DATA SHOWN START

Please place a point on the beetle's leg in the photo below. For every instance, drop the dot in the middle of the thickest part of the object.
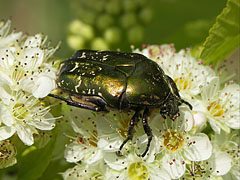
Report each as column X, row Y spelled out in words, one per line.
column 132, row 123
column 77, row 104
column 147, row 129
column 187, row 103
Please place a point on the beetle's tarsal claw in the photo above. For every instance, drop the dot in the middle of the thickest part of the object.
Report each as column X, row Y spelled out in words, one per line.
column 187, row 103
column 119, row 154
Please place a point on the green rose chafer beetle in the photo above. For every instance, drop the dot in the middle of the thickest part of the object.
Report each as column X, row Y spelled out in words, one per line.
column 105, row 80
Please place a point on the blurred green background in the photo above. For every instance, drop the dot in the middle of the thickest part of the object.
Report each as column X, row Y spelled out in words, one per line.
column 114, row 23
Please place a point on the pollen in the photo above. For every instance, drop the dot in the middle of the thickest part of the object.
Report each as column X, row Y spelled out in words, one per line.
column 182, row 84
column 21, row 112
column 137, row 171
column 215, row 109
column 173, row 140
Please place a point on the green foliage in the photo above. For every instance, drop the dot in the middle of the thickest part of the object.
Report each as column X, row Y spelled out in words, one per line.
column 224, row 36
column 35, row 161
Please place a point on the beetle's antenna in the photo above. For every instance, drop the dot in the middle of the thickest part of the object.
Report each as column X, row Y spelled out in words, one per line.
column 187, row 103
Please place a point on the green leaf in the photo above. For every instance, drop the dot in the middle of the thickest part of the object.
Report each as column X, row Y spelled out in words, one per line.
column 34, row 161
column 224, row 36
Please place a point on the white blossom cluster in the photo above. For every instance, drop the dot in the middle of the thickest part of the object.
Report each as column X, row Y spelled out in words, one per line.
column 181, row 149
column 25, row 76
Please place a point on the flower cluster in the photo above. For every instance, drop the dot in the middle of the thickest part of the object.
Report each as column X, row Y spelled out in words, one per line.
column 25, row 76
column 180, row 149
column 103, row 24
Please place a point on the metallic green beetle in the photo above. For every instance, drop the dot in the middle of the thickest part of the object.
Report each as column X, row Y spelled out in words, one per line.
column 105, row 80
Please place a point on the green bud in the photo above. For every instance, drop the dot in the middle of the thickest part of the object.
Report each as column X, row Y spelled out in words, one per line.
column 113, row 7
column 7, row 154
column 76, row 42
column 97, row 5
column 141, row 3
column 135, row 34
column 128, row 20
column 145, row 15
column 99, row 44
column 129, row 5
column 104, row 21
column 112, row 35
column 87, row 16
column 79, row 28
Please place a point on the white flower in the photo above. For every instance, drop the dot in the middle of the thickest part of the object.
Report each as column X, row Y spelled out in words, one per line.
column 23, row 115
column 220, row 107
column 84, row 147
column 26, row 66
column 178, row 145
column 134, row 167
column 7, row 154
column 186, row 71
column 212, row 169
column 84, row 171
column 8, row 39
column 229, row 144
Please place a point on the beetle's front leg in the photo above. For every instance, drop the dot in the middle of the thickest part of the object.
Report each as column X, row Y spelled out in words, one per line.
column 147, row 129
column 132, row 123
column 77, row 104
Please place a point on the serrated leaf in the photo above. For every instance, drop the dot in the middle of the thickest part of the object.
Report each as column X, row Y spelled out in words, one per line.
column 224, row 36
column 33, row 164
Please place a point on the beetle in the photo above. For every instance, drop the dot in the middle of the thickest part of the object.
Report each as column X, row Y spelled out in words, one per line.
column 105, row 80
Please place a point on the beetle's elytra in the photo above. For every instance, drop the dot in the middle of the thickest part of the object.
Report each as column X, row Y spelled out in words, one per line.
column 101, row 80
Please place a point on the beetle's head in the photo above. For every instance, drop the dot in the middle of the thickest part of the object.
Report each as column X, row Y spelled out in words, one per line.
column 170, row 107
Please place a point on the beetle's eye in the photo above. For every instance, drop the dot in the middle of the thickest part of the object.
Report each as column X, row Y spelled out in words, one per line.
column 164, row 109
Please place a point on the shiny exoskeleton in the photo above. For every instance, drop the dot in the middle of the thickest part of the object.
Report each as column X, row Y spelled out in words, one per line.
column 105, row 80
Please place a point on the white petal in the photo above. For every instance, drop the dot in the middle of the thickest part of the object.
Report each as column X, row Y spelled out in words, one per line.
column 221, row 163
column 154, row 147
column 95, row 157
column 214, row 124
column 233, row 120
column 4, row 96
column 199, row 120
column 175, row 166
column 114, row 161
column 46, row 123
column 160, row 174
column 43, row 86
column 110, row 142
column 25, row 134
column 5, row 80
column 188, row 117
column 6, row 132
column 6, row 116
column 74, row 152
column 211, row 89
column 10, row 39
column 199, row 148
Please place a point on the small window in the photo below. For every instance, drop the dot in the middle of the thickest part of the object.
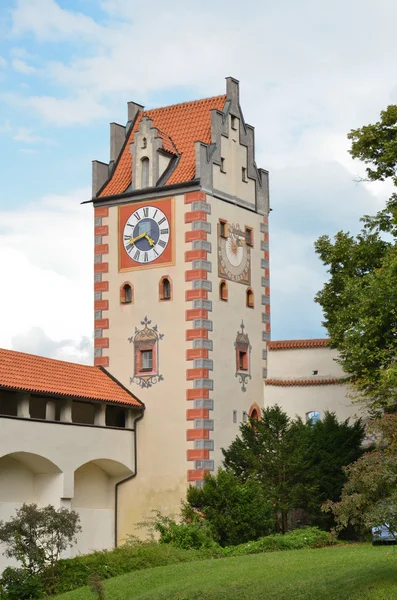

DATA SHOWN END

EXERCISE REQUIREMENTS: Look through the data above. Copy every line with the string "cluster" in it.

WRITTEN RESPONSE:
Please place a point on the white blossom cluster in the photo above. For every instance, drop the dot in the middle of the thickest part of the object.
Please place a point on the flower cluster in the photo above. For every instance, drop the dot in the middle of the thickest part of the object.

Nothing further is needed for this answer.